* **Extrait du document**:
□ □ □ □ □ □ □
Patrick et son épouse (à gauche) ont reçu à souper les sept Philippins fraîchement débarqués aux îles. À droite, sa fille Christina et son mari Alex.

CHRONIQUE / C’est une métaphore, presque une parabole. Depuis une dizaine de jours, les Madelinots peuvent commander un « ordre de toasts » avec leur café au service à l’auto, grâce à deux nouveaux employés que le patron a réussi à dénicher.


Aux Philippines.

Le patron, Patrick Chevarie, en a fait l’annonce sur Facebook : « Bonne nouvelle, clientèle du Tim Hortons! Nous servons des toasts (rôties pour les Français) depuis ce matin. Nos deux premiers Philippins sont déjà arrivés et en formation! » Pour les bagels, il faudra attendre encore, cinq autres Philippins sont débarqués jeudi en renfort. Tous les espoirs sont permis, on pourra peut-être même commander un sandwich et, qui sait, revenir s’asseoir et jaser dans la salle à manger.



Y prendre un café le dimanche matin.

Pour qu’un premier client puisse avoir des toasts la semaine dernière, il a fallu un an. Un an de démarches d’une compagnie privée de recrutement avec qui Patrick a fait affaire pour aller débusquer à l’autre bout du monde des employés qu’il n’arrive pas à trouver aux Îles. « J’ai fait 30 entrevues par Zoom, j’en ai embauché 10. »

Encore fallait-il loger tout ce beau monde. « En plus d’avoir la pénurie de main-d’œuvre aux îles, on a une pénurie de logements. Il a fallu que j’achète une maison, que je la rénove, pour qu’ils aient une place pour rester. Ça m’a coûté autour d’un million, juste pour la maison, plus quelques centaines de mille pour la firme de recrutement. »

Tout ça pour faire rouler son Tim.



Elle est là, la métaphore. La pénurie de main-d’œuvre est telle qu’il faille recruter sur un archipel d’Asie du Sud-est pour offrir du pain grillé. Pour satisfaire les clients qui s’ennuient de l’époque où le commerce roulait 24 heures sur 24, qu’on pouvait aller y savourer une soupe, un beigne, siroter un café en se mettant à jour dans les derniers potins.
□ □ □ □ □ □ □
* **Données disponibles**:
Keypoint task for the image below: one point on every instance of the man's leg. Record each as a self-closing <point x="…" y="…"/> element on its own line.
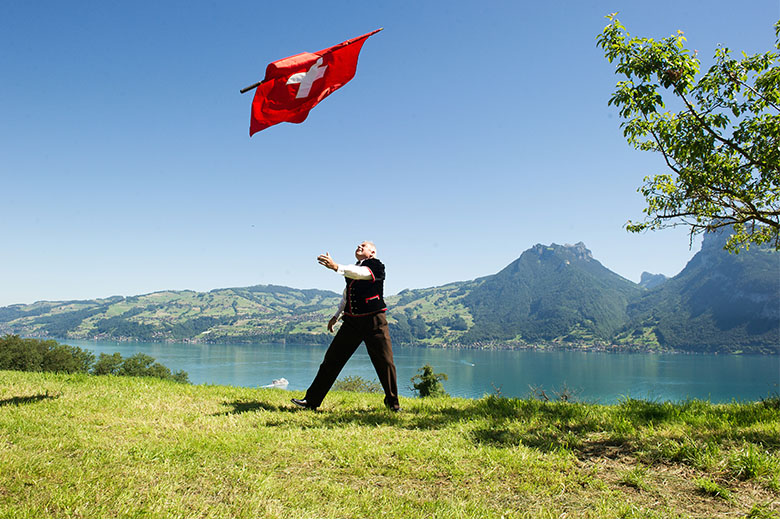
<point x="380" y="350"/>
<point x="342" y="347"/>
□ □ □ □ □ □ □
* **Consignes**:
a – Extrayez de la chronique sur le Tim Hortons de Patrick Chevarie le passage compris entre « Tout ça pour » et « les derniers potins. », ces deux bornes incluses.
b – Prolongez la chronique sur le Tim Hortons de Patrick Chevarie à partir de l'endroit où elle s'arrête.
Le matériel est indépendant de la chronique sur le Tim Hortons de Patrick Chevarie.

* **Réponses dans l'ordre**:
a –
Tout ça pour faire rouler son Tim.



Elle est là, la métaphore. La pénurie de main-d’œuvre est telle qu’il faille recruter sur un archipel d’Asie du Sud-est pour offrir du pain grillé. Pour satisfaire les clients qui s’ennuient de l’époque où le commerce roulait 24 heures sur 24, qu’on pouvait aller y savourer une soupe, un beigne, siroter un café en se mettant à jour dans les derniers potins.

b –
Cette époque, c’était il y a sept ans. « Ma dernière bonne année, c’était 2016. En 2017, au début juillet, j’ai perdu une dizaine d’employés d’un coup, ça ne s’est pas amélioré depuis », se désole Patrick. Très vite, il a été placé devant des choix difficiles. « En 2017, on a perdu les nuits, en 2018, on a enlevé les soupes, les sandwichs. »

Il a essayé de recruter jusqu’en 2019, puis il s’est résigné. « Un moment donné, je me suis dit, on va travailler avec les employés qu’on a, c’est le commerce qui va s’adapter. Si tu essaies toujours de revenir à ce que c’était avant, tu brûles tes employés. » Il lui en restait une quinzaine sur les 45 qu’il avait avant. « J’ai des employés extraordinaires, j’ai travaillé avec eux. »

Avec les employés qu’il avait, Patrick a calculé qu’il pouvait ouvrir une quarantaine d’heures, du lundi au vendredi de 6 h à 14 h, au service à l’auto seulement. « J’ai maximisé l’auto autant que possible. Mais est-ce que j’étais rentable? Non. Pour la survie du commerce, il fallait plus que ça. »

Surtout qu’il a dû fermer son Subway et son A&W, faute de bras.

Il espère rouvrir le Subway l’été prochain.



C’est là que les Philippins arrivent dans l’histoire. Patrick a entendu parler de cette solution par un autre franchisé, la pénurie de main-d’œuvre n’étant pas l’apanage des Îles-de-la-Madeleine. « La firme s’occupe de tout de A à Z, moi je fais les entrevues et je paye. »

Il l’admet, ça lui a « coûté un bras ».

Déjà avant lui, l’industrie de la pêche s’était tournée vers des travailleurs étrangers, ils sont quelques centaines, des Mexicains surtout, à venir sur l’archipel quelques mois par année pour donner un coup de main à la transformation des fruits de mer et des poissons. Les Philippins, eux, sont aux Îles pour un bon bout, ils ont un contrat de trois ans.

« Déjà, il y en a qui parlent de faire venir leur famille. On aura peut-être une communauté de Philippins aux Îles! »

L'intégration des deux premiers Philippins s'est très bien passée avec les autres employés qui tiennent le fort depuis des années.

Mais pour le moment, l’heure est à leur francisation, une condition sine qua non, évidemment, pour qu’ils puissent s’intégrer à la communauté. « Il y a une étape de passée, mais c’est un nouveau défi qui commence. Ils apprennent super vite, il y en a qui commencent à parler un peu en français, alors qu’ils parlaient juste anglais en plus de leur langue quand ils sont arrivés. »

Pour le mot toasts, ça va.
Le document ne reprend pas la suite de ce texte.